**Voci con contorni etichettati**
>>
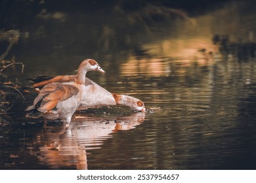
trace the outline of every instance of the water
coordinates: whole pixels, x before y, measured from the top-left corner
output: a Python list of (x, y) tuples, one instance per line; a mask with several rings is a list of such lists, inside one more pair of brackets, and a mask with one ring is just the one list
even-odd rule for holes
[(36, 93), (22, 80), (26, 99), (7, 96), (13, 106), (0, 126), (1, 169), (255, 169), (256, 24), (249, 7), (230, 2), (131, 32), (111, 24), (88, 29), (79, 20), (66, 26), (82, 13), (30, 25), (30, 38), (12, 49), (24, 73), (9, 75), (74, 74), (93, 58), (106, 74), (88, 77), (160, 108), (146, 115), (92, 109), (77, 114), (68, 129), (53, 122), (44, 128), (24, 118)]

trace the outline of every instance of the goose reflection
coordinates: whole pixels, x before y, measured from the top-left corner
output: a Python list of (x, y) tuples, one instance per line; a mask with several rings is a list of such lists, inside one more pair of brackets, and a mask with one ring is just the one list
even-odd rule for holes
[(39, 152), (30, 152), (50, 169), (87, 169), (88, 150), (100, 148), (113, 133), (135, 128), (144, 118), (142, 112), (122, 117), (77, 116), (68, 129), (49, 127), (38, 134)]

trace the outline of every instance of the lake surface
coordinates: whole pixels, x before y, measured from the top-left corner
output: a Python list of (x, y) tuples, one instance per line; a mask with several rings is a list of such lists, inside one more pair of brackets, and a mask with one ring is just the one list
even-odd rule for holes
[[(26, 99), (6, 96), (11, 107), (0, 125), (0, 169), (255, 169), (256, 14), (249, 2), (130, 29), (121, 22), (116, 29), (98, 25), (100, 14), (39, 14), (10, 53), (25, 65), (24, 74), (18, 65), (6, 74)], [(155, 108), (90, 109), (68, 129), (26, 119), (36, 96), (26, 79), (75, 74), (85, 58), (106, 71), (89, 78)]]

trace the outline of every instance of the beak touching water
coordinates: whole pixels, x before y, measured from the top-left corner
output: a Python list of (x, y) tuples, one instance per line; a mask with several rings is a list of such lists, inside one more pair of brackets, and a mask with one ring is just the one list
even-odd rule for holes
[(100, 73), (105, 73), (105, 71), (101, 69), (100, 66), (98, 65), (98, 67), (96, 68), (96, 71), (100, 72)]

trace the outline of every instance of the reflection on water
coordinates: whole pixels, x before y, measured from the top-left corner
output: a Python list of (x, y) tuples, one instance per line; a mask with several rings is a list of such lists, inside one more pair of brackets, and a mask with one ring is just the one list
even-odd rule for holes
[(100, 148), (113, 133), (133, 129), (144, 119), (142, 113), (108, 118), (80, 116), (68, 129), (48, 127), (37, 134), (32, 144), (39, 145), (38, 152), (33, 151), (33, 146), (28, 148), (31, 148), (30, 154), (38, 158), (40, 164), (51, 169), (87, 169), (89, 150)]
[[(71, 24), (70, 14), (50, 24), (53, 29), (32, 26), (16, 55), (26, 65), (23, 77), (73, 74), (81, 59), (93, 58), (106, 75), (89, 77), (160, 108), (146, 116), (123, 107), (93, 110), (69, 130), (60, 124), (43, 130), (39, 121), (20, 117), (35, 95), (24, 90), (26, 100), (13, 101), (9, 112), (12, 123), (1, 126), (0, 167), (255, 169), (256, 17), (249, 7), (230, 2), (123, 34), (108, 24)], [(59, 33), (64, 22), (72, 26)]]

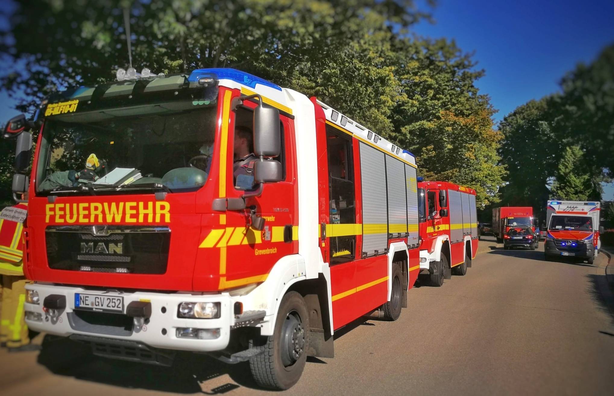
<<
**PROBLEMA DA RISOLVERE**
Riscrivi tutte le voci qui sopra sostituendo "trace" con "draw", senza cambiare nient'altro. Non includere le immagini nella risposta.

**RISPOSTA ALL'ESERCIZIO**
draw the outline of every instance of the water
coordinates: whole pixels, x before y, measured from the top-left corner
output: a Python list of (x, y) tuples, one instance per line; a mask with several rings is a list of such lists, inside one more pair of brackets, and a mask with one ring is just the one list
even-odd rule for holes
[(36, 93), (22, 80), (26, 99), (7, 96), (13, 106), (0, 126), (1, 169), (255, 169), (256, 24), (249, 7), (230, 2), (131, 32), (111, 24), (88, 29), (79, 20), (66, 26), (82, 13), (30, 25), (30, 38), (12, 49), (24, 73), (9, 75), (74, 74), (93, 58), (106, 74), (88, 77), (160, 108), (146, 115), (92, 109), (77, 114), (68, 129), (53, 122), (44, 128), (24, 118)]

draw the outline of every instance of the goose reflection
coordinates: whole pixels, x before y, measured from the top-left corner
output: a Python list of (x, y) tuples, one instance per line; a mask with several rings is a list of such lists, inside one more pair of brackets, and a mask with one ring is just the one list
even-odd rule for holes
[(39, 152), (30, 152), (50, 169), (87, 169), (88, 150), (100, 148), (113, 133), (135, 128), (144, 118), (142, 112), (122, 117), (77, 116), (68, 129), (49, 127), (38, 134)]

draw the outline of every instance of the lake surface
coordinates: whole pixels, x before y, measured from the top-left corner
output: a Python list of (x, y) tuples, one instance per line; a mask with several rings is a list of such lists, inside one more pair of brackets, and a mask with one ring is just the one list
even-odd rule for holes
[[(26, 99), (6, 96), (11, 107), (0, 125), (0, 169), (255, 169), (256, 14), (249, 2), (130, 29), (121, 22), (116, 29), (98, 25), (100, 14), (39, 14), (10, 53), (25, 65), (24, 74), (18, 65), (6, 74)], [(155, 108), (90, 109), (68, 129), (26, 119), (36, 96), (26, 79), (75, 74), (85, 58), (106, 71), (89, 78)]]

draw the outline of every instance of the beak touching water
coordinates: whole pixels, x before y, measured from the top-left corner
output: a Python list of (x, y) tuples, one instance per line; a mask with several rings is a list of such lists, inside one more pair of brackets, and a mask with one ring is just the one list
even-odd rule for holes
[(100, 73), (105, 73), (105, 71), (101, 69), (100, 66), (98, 65), (98, 67), (96, 68), (96, 71), (100, 72)]

draw the outline of every instance of the reflection on water
coordinates: whole pixels, x before y, measured from the top-left corner
output: a Python list of (x, y) tuples, one instance per line; a mask with several rings is a list of such lists, inside one more pair of brackets, and a mask with one ring is just the one list
even-odd rule for holes
[(100, 148), (113, 133), (133, 129), (144, 119), (142, 113), (108, 118), (80, 116), (68, 129), (48, 127), (37, 134), (32, 144), (39, 145), (38, 152), (33, 151), (33, 146), (28, 148), (31, 148), (30, 154), (38, 158), (40, 164), (51, 169), (87, 169), (89, 150)]
[[(71, 24), (70, 14), (50, 24), (53, 29), (32, 26), (16, 55), (26, 65), (23, 77), (73, 74), (81, 59), (93, 58), (106, 75), (89, 77), (160, 108), (146, 116), (123, 107), (93, 110), (69, 130), (60, 124), (43, 130), (39, 121), (20, 117), (35, 95), (24, 90), (26, 100), (13, 101), (9, 112), (12, 123), (1, 126), (0, 167), (255, 169), (256, 17), (249, 7), (230, 2), (123, 34), (108, 24)], [(59, 33), (64, 22), (72, 26)]]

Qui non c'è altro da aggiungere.